- WORK TO DO
Reproduce the records from the line containing "Where can you see the bus" up to and including the line containing "point(59, 70)", requests included, offsetting every coordinate in the answers by -25 while leaving the numbers in the requests and their format samples unchanged. Omit the pictures.

****

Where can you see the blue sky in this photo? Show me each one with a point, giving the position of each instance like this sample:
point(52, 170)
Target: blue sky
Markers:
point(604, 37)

****

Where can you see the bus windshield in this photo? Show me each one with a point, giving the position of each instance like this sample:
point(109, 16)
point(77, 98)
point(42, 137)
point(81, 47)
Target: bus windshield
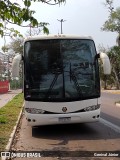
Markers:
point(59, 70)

****

- SOLUTION
Where can you see the bus windshield in this photo? Show me each one with a point, giving the position of each instance like this sample:
point(109, 16)
point(77, 98)
point(42, 137)
point(81, 47)
Target: bus windshield
Markers:
point(34, 45)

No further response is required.